» Work to complete
1. From the passage on Zoom conferences and ableism, copy word for word the stretch from "Some of the" through "past has done.".
2. Answer these questions using the passage on Zoom conferences and ableism, one answer per line:
(a) Which phrase used by a commenter does the writer call ableist?
(b) Whom did the writer interview for Dialogues on Disability?
(c) For what month is the next edition of the writer's conference planned?
3. Continue the passage on Zoom conferences and ableism, picking up after its final sentence.

Recently a very accomplished philosopher at an Ivy League university shared a post on Facebook about how they “hate” Zoom conferences and would no longer “pretend” otherwise. Because of the way that prestige bias operates in philosophy and the way that the combination of prestige bias and algorithms operates in the virtual reality of philosophy Facebook, literally hundreds of philosophers chimed in on the post by clicking on smiley face and heart emojis, as well adding to the post their comments about how Zoom conferences are “mind-numbing” (to quote one ableist phrase), “the worst,” etc.
I was disappointed to see the sheer number of feminist philosophers (some of whom want us to believe that they advance anti-ableism and disability justice in philosophy) who affirmed the post in one way or another. Their remarks included statements like: “I’m so done with it.” “I understand all the reasons about accessibility for disabled people, but. . . “. The fact that disabled philosophers might actually be reading these comments and feel alienated and hurt by them seems not to have hindered anyone from espousing them. When it comes to the apparatuses of disability and ableism, every philosopher (regardless of their “radical” views on gender, feminism, sexuality, etc.) is a good liberal who believes that people should be at liberty to utter any sentiment or philosophical position about disability that they wish. After all, isn’t that one of the lessons that bioethics courses teach them?
Some of the interlocutors on the Facebook post in question were disabled philosophers (largely un/underemployed) who wrote about how the upsurge in the use of Zoom throughout the pandemic has multiplied the opportunities for them to attend conferences with colleagues the world over. Others advocated for disabled philosophers and colleagues who are usually excluded from North American conferences due to expense, geographical location, personal convictions about responsible action with respect to climate change, and so on. Some publicly reported about how the online conferences that they recently attended included a variety of philosophers from various parts of the globe in ways that no in-person conference in which they have participated in the past has done.
I added my own contribution to the discussion, an excerpt from my Dialogues on Disability interview with Isaac Jiang from August of last year in which he discusses ableist and reactionary views about online teaching and conferences, including the ahistorical sentiment that face-to-face, in-person interactions are more “natural” than online interaction. You can find Isaac’s remarks in this regard and his entire fascinating interview here.
As a disabled philosopher who has benefitted greatly from the availability of online lectures, meetings, and conferences; has organized two editions of Philosophy, Disability and Social Change, a groundbreaking philosophy of disability conference that comprises primarily disabled philosophers; and has initiated plans for another edition of the Philosophy, Disability and Social Change conference to take place this December, I want to call out the ableism that underlies the persistent disparagement of Zoom and other online conferences in which philosophers (most of whom are nondisabled, all of whom are privileged) feel entitled to repeatedly engage.
I’ve done a considerable amount of work on accessibility at policy research institutes, in community organizing, through radio and other media, and in my university teaching and research. As the Facebook post in question made evident to me, the social permissibility of the very public proclamations of disdain for technologies and other mechanisms that make previously inaccessible philosophical contexts available to disabled philosophers is due in part to the word accessibility (and its derivatives) itself.

» Provided data
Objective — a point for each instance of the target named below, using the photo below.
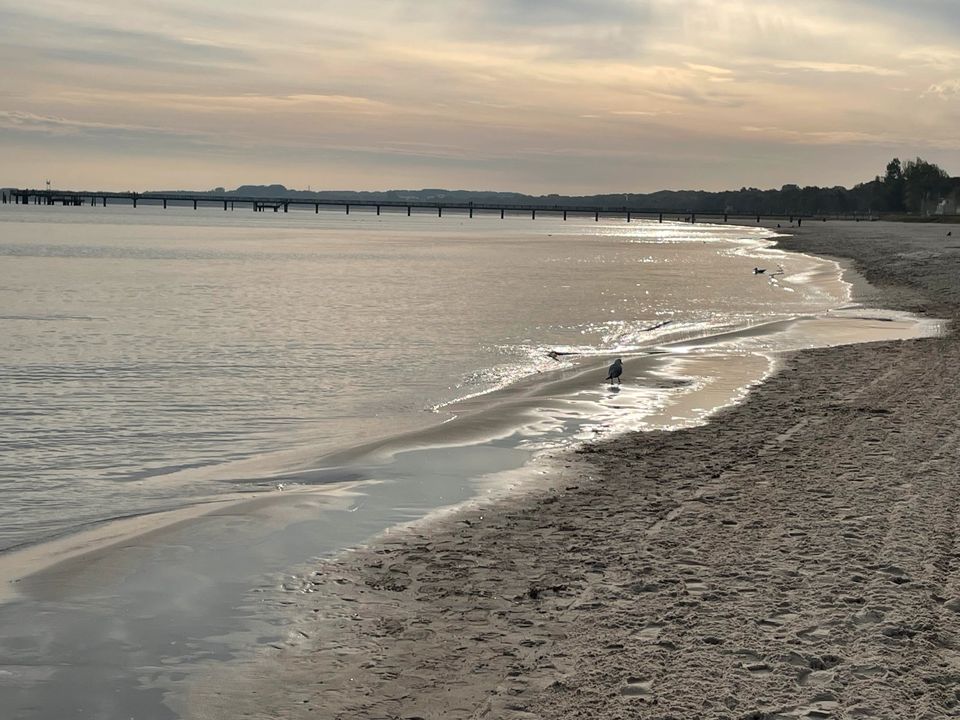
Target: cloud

» Task results
1.
Some of the interlocutors on the Facebook post in question were disabled philosophers (largely un/underemployed) who wrote about how the upsurge in the use of Zoom throughout the pandemic has multiplied the opportunities for them to attend conferences with colleagues the world over. Others advocated for disabled philosophers and colleagues who are usually excluded from North American conferences due to expense, geographical location, personal convictions about responsible action with respect to climate change, and so on. Some publicly reported about how the online conferences that they recently attended included a variety of philosophers from various parts of the globe in ways that no in-person conference in which they have participated in the past has done.

2.
(a) "mind-numbing"
(b) Isaac Jiang
(c) December

3.
Since the profession and discipline of philosophy continue to largely exclude disabled faculty and philosophy of disability, there are few philosophers who have given any considered critical attention to (for instance) what the term accessibility signifies, that is, what it means, encompasses, and so on; what reconfiguring the architectural, institutional, and discursive spaces within which they conduct their work in ways that assume disabled people are present entails; and what the political, social, economic, epistemic, and metaphysical implications and commitments embedded in any given configuration of these spaces are.
Indeed, most employed nondisabled philosophers probably give the issue of accessibility little more time in their thinking than it takes them to complete the forms that their university requires to verify that given disabled students in their lecture hall are “disabled enough” to be afforded the provisions that they need to avail themselves of an equitable education; that is, few philosophers seem to have reflected upon the ontology of disability that this procedure assumes, the discretionary ethical principles on which it relies, nor the depoliticizing and disciplinary character of the entire set of practices that the corporate university has generated to limit the presence of disabled people in its spaces.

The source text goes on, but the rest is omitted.